(Entries drawn from a collection)
* Begin *

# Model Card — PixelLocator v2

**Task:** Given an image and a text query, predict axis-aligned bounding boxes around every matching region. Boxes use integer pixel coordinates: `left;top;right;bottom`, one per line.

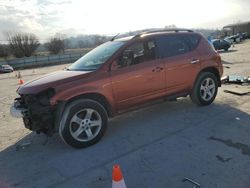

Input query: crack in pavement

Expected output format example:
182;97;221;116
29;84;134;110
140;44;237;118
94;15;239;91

208;136;250;156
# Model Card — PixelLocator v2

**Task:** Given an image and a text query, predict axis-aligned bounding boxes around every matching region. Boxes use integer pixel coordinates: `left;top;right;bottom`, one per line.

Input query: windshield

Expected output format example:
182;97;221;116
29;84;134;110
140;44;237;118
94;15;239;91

67;41;124;71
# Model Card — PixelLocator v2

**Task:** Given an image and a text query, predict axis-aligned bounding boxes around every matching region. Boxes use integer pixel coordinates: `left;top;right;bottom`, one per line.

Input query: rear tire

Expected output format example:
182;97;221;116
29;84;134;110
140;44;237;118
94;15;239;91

190;72;218;106
59;99;108;148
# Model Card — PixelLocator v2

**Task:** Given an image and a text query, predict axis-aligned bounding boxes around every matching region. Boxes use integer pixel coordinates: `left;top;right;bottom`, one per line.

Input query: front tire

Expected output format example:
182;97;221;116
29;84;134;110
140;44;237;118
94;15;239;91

59;99;108;148
190;72;218;106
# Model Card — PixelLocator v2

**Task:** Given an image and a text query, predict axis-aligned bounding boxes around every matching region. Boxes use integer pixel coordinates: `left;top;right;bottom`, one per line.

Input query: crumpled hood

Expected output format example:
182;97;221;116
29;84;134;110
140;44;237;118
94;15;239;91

17;70;90;94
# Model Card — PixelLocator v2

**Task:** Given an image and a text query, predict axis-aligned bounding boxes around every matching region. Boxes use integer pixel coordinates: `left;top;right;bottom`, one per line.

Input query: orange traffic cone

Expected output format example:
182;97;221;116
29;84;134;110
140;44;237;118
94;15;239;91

112;165;126;188
19;79;24;85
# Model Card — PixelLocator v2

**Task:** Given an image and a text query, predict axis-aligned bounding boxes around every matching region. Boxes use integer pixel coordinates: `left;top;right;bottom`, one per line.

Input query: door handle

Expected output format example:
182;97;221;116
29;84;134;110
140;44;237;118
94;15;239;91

190;59;200;64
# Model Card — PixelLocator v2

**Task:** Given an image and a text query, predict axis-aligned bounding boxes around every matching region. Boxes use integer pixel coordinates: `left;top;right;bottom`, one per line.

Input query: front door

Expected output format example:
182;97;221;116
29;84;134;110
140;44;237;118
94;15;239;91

111;40;165;110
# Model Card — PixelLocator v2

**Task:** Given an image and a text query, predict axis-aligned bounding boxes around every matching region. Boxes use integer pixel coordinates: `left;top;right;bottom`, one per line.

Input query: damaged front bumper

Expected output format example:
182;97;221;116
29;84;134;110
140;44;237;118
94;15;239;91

10;100;28;118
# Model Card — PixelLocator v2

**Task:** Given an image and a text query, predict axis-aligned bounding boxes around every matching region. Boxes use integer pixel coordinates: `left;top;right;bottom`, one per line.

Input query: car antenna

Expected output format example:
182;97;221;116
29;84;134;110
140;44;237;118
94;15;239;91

110;33;120;41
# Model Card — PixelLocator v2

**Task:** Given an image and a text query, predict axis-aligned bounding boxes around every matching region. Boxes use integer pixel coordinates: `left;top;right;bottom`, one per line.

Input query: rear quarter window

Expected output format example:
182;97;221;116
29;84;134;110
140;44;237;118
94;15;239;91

182;34;201;51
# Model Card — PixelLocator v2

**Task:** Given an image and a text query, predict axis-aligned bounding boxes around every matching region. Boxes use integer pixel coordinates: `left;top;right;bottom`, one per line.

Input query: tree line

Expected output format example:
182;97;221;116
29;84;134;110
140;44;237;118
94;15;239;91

0;32;108;58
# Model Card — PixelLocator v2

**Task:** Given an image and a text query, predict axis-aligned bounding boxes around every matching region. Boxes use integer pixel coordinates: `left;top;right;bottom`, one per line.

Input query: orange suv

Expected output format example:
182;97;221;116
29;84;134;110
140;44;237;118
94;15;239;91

11;29;223;148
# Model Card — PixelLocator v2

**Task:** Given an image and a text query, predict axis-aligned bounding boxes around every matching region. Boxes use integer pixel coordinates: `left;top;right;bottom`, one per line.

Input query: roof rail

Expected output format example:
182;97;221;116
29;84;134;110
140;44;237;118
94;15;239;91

133;28;194;38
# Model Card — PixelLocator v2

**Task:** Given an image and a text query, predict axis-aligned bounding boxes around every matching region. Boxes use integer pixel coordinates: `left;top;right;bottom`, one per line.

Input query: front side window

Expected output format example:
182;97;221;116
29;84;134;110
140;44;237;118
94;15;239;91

67;41;125;71
117;41;155;68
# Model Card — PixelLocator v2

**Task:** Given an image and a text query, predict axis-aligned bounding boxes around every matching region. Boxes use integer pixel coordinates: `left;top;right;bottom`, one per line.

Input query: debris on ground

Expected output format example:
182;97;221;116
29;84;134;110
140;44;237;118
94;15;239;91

216;155;232;163
224;86;250;96
182;177;201;188
235;117;240;121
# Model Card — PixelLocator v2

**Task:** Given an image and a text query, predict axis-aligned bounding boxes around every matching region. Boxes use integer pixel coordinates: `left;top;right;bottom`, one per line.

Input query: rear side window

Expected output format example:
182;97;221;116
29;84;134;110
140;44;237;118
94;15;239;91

182;34;201;51
156;36;190;58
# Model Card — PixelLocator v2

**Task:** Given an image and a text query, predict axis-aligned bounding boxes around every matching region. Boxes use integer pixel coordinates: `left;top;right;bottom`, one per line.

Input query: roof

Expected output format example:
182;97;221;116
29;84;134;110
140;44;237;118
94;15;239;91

223;21;250;28
115;28;194;41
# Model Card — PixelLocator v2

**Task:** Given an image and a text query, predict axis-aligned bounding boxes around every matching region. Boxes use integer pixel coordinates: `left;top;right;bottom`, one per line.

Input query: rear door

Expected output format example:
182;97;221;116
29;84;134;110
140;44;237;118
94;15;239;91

111;40;165;110
156;34;200;93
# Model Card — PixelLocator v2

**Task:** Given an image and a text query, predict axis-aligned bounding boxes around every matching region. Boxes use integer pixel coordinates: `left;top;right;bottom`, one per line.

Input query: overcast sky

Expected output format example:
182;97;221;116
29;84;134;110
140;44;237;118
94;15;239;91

0;0;250;40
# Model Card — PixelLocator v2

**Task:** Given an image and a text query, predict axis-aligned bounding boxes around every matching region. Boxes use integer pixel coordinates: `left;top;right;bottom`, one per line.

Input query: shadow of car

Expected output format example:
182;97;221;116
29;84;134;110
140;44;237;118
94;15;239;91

0;65;14;73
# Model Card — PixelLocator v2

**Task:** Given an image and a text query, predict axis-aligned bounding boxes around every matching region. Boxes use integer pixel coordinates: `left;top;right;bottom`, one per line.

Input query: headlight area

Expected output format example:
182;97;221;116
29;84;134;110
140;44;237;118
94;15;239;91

21;89;55;135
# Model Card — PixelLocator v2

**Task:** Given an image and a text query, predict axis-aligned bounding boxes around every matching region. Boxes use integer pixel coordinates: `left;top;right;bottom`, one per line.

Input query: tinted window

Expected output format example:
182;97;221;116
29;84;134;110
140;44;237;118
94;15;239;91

157;36;190;57
68;41;125;71
117;41;155;68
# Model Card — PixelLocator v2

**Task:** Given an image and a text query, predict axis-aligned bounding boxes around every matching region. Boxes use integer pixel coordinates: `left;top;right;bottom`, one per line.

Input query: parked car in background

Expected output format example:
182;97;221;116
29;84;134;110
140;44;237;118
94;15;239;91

224;35;241;44
11;29;223;148
212;39;231;51
0;65;14;73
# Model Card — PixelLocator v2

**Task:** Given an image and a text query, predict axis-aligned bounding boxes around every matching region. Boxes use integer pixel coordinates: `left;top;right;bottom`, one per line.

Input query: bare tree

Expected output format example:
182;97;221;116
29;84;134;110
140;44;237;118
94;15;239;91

* End *

Problem » Put the lines of the records into a Markdown table with the columns Row and Record line, beginning at the first line of the records and stopping after the line that contains "17;70;90;94", with both ends included. Skip blank lines and leave the pictures out.

Output of the task »
| Row | Record line |
|---|---|
| 1 | # Model Card — PixelLocator v2 |
| 2 | **Task:** Given an image and a text query, predict axis-aligned bounding boxes around every matching region. Boxes use integer pixel coordinates: `left;top;right;bottom`, one per line. |
| 3 | Input query: crack in pavement |
| 4 | Expected output format example: |
| 5 | 182;97;221;116 |
| 6 | 29;84;134;110 |
| 7 | 140;44;237;118 |
| 8 | 94;15;239;91 |
| 9 | 208;136;250;156 |
| 10 | # Model Card — PixelLocator v2 |
| 11 | **Task:** Given an image and a text query, predict axis-aligned bounding boxes around every matching region. Boxes use integer pixel coordinates: `left;top;right;bottom`, one per line. |
| 12 | Input query: windshield |
| 13 | Expected output format example: |
| 14 | 182;97;221;116 |
| 15 | 29;84;134;110 |
| 16 | 140;44;237;118 |
| 17 | 94;15;239;91 |
| 18 | 67;41;124;71 |
| 19 | # Model Card — PixelLocator v2 |
| 20 | **Task:** Given an image and a text query, predict axis-aligned bounding boxes around every matching region. Boxes use integer pixel coordinates: `left;top;right;bottom`, one per line. |
| 21 | Input query: rear tire |
| 22 | Expected output format example: |
| 23 | 182;97;221;116 |
| 24 | 29;84;134;110 |
| 25 | 140;44;237;118 |
| 26 | 94;15;239;91 |
| 27 | 190;72;218;106 |
| 28 | 59;99;108;148 |
| 29 | # Model Card — PixelLocator v2 |
| 30 | **Task:** Given an image and a text query, predict axis-aligned bounding boxes around every matching region. Boxes use integer pixel coordinates: `left;top;right;bottom`, one per line. |
| 31 | Input query: front tire |
| 32 | Expected output format example: |
| 33 | 182;97;221;116 |
| 34 | 29;84;134;110 |
| 35 | 140;44;237;118 |
| 36 | 94;15;239;91 |
| 37 | 59;99;108;148 |
| 38 | 190;72;218;106 |
| 39 | # Model Card — PixelLocator v2 |
| 40 | **Task:** Given an image and a text query, predict axis-aligned bounding boxes around every matching region. Boxes use integer pixel coordinates: `left;top;right;bottom`, one per line. |
| 41 | Input query: crumpled hood |
| 42 | Expected output format example: |
| 43 | 182;97;221;116 |
| 44 | 29;84;134;110 |
| 45 | 140;44;237;118 |
| 46 | 94;15;239;91 |
| 47 | 17;70;90;94 |